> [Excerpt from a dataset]
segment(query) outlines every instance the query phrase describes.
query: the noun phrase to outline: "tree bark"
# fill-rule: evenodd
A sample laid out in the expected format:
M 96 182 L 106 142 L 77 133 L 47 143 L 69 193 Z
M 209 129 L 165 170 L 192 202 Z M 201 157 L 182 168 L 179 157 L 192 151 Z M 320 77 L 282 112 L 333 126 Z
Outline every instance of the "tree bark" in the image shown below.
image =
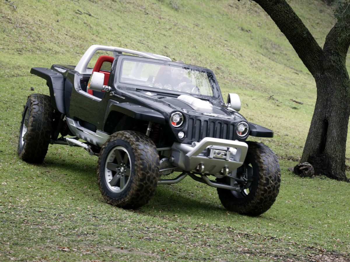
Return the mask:
M 317 98 L 301 162 L 310 163 L 316 175 L 349 182 L 345 152 L 350 80 L 345 62 L 350 37 L 344 27 L 350 22 L 350 15 L 338 19 L 322 50 L 285 0 L 253 0 L 285 35 L 316 83 Z

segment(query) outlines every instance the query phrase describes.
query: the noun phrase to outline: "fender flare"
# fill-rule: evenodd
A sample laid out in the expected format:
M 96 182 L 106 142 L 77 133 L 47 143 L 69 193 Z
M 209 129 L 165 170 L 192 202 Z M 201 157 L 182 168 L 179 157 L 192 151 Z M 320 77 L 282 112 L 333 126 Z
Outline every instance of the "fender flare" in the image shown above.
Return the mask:
M 63 76 L 56 71 L 45 67 L 32 67 L 30 73 L 46 80 L 52 106 L 60 113 L 65 115 Z
M 258 137 L 273 137 L 273 131 L 268 128 L 256 124 L 248 122 L 249 125 L 249 135 Z

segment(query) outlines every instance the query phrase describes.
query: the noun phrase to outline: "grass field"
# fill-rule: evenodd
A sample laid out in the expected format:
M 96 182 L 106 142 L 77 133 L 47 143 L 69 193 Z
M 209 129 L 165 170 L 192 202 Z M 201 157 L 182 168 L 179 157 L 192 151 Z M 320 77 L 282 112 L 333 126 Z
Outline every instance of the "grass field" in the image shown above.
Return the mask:
M 335 22 L 330 8 L 320 0 L 288 2 L 322 46 Z M 348 261 L 349 184 L 287 169 L 302 151 L 314 81 L 253 2 L 6 1 L 0 25 L 0 261 Z M 160 185 L 142 208 L 124 210 L 104 202 L 97 158 L 82 150 L 55 145 L 42 165 L 20 160 L 23 105 L 31 93 L 48 94 L 30 68 L 76 64 L 93 44 L 213 70 L 224 97 L 239 94 L 243 115 L 274 131 L 255 139 L 280 159 L 271 208 L 257 217 L 227 212 L 215 189 L 187 178 Z

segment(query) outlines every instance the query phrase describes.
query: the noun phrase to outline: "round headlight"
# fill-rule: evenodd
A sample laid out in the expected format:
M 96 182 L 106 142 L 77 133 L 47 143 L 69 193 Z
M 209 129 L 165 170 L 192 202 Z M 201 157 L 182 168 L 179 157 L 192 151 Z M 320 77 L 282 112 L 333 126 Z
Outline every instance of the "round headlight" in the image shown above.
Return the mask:
M 241 122 L 239 123 L 236 128 L 237 134 L 241 137 L 246 136 L 249 131 L 249 126 L 245 122 Z
M 179 138 L 183 138 L 183 137 L 185 136 L 185 133 L 182 131 L 181 131 L 177 134 L 177 136 Z
M 170 117 L 170 123 L 172 125 L 177 128 L 183 123 L 183 116 L 180 112 L 175 112 L 172 114 Z

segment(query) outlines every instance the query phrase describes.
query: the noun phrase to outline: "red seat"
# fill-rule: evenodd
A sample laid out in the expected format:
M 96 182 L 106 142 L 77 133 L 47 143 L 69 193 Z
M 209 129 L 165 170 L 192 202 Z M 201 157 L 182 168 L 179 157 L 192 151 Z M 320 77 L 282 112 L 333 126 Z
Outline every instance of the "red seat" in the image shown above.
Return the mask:
M 109 71 L 105 71 L 101 70 L 101 67 L 102 66 L 102 64 L 105 62 L 108 62 L 111 64 L 113 63 L 114 60 L 114 57 L 112 56 L 101 56 L 98 58 L 97 61 L 96 62 L 96 64 L 93 67 L 92 70 L 92 73 L 94 72 L 99 72 L 103 73 L 105 74 L 105 79 L 104 81 L 103 84 L 105 86 L 108 84 L 108 80 L 109 79 L 110 72 Z M 92 75 L 92 73 L 91 74 Z M 93 95 L 93 92 L 96 91 L 93 91 L 91 89 L 88 89 L 88 93 L 90 95 Z M 104 91 L 103 91 L 104 92 Z

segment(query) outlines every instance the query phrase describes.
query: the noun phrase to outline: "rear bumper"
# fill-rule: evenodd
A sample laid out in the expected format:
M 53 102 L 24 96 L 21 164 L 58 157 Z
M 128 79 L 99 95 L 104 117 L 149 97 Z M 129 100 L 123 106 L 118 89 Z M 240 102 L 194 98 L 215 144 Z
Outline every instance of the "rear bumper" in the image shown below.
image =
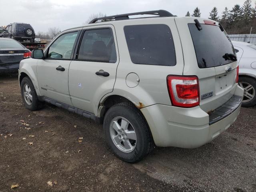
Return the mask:
M 0 73 L 17 73 L 19 69 L 20 63 L 14 63 L 11 64 L 0 65 Z
M 242 97 L 237 86 L 234 95 Z M 199 106 L 189 108 L 156 104 L 141 110 L 157 146 L 195 148 L 209 142 L 227 130 L 236 119 L 241 102 L 232 112 L 209 124 L 209 115 Z

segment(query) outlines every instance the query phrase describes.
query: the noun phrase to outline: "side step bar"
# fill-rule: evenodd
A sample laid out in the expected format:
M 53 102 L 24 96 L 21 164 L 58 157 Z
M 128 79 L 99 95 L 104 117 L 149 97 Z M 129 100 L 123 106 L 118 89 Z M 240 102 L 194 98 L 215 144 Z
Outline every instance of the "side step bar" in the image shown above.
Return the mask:
M 38 100 L 40 101 L 46 102 L 52 105 L 55 105 L 58 107 L 60 107 L 63 109 L 66 109 L 70 112 L 76 113 L 80 115 L 82 115 L 86 118 L 92 119 L 95 121 L 96 122 L 102 124 L 103 122 L 102 118 L 98 118 L 95 116 L 94 114 L 88 112 L 86 111 L 84 111 L 82 109 L 78 109 L 76 107 L 71 106 L 64 103 L 59 102 L 44 96 L 38 96 Z
M 241 104 L 242 100 L 242 97 L 234 95 L 226 103 L 210 113 L 209 124 L 213 124 L 233 113 Z

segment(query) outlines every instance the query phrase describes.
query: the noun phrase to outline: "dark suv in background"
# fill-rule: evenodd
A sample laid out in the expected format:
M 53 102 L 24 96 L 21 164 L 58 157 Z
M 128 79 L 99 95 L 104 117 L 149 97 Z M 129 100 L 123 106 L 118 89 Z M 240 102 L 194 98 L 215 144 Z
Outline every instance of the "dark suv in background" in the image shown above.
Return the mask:
M 8 24 L 2 33 L 3 37 L 11 38 L 18 41 L 29 40 L 34 42 L 35 32 L 30 24 L 13 23 Z

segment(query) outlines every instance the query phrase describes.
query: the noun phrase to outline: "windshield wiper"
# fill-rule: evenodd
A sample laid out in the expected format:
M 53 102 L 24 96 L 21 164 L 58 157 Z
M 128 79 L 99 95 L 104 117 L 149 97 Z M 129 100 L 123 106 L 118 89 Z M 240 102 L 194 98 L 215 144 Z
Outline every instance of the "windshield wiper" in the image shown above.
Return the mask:
M 225 54 L 222 56 L 222 57 L 225 59 L 225 60 L 230 60 L 231 61 L 237 61 L 236 59 L 236 56 L 234 54 L 232 53 L 225 53 Z

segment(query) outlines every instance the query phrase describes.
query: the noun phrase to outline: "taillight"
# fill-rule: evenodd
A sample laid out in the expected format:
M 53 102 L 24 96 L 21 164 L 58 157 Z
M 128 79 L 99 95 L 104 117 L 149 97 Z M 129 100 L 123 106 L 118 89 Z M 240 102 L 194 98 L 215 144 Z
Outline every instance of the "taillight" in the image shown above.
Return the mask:
M 236 83 L 238 82 L 238 78 L 239 77 L 239 66 L 236 68 Z
M 192 107 L 199 105 L 199 84 L 196 76 L 169 75 L 167 86 L 174 106 Z
M 31 52 L 30 51 L 27 53 L 24 53 L 24 54 L 23 54 L 23 58 L 24 59 L 30 58 L 30 57 L 31 57 Z

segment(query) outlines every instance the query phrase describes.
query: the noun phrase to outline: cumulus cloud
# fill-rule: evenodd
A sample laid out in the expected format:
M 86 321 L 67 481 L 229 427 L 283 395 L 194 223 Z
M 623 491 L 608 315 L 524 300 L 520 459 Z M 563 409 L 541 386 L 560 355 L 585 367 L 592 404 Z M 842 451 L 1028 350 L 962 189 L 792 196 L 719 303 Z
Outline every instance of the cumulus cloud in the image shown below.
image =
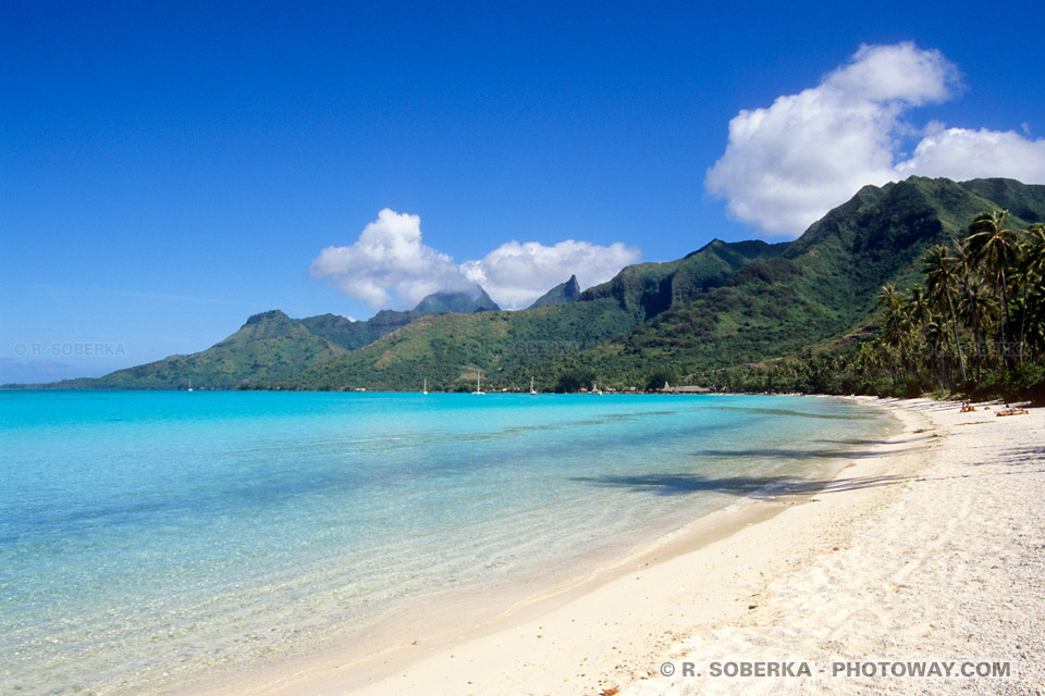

> [REQUEST] Return every line of the records above that contains the string "tree".

> [SOLUTION TO THE EXERCISE]
query: the noun phrase to outline: "tree bark"
Outline every instance of the "tree bark" in the image shown below.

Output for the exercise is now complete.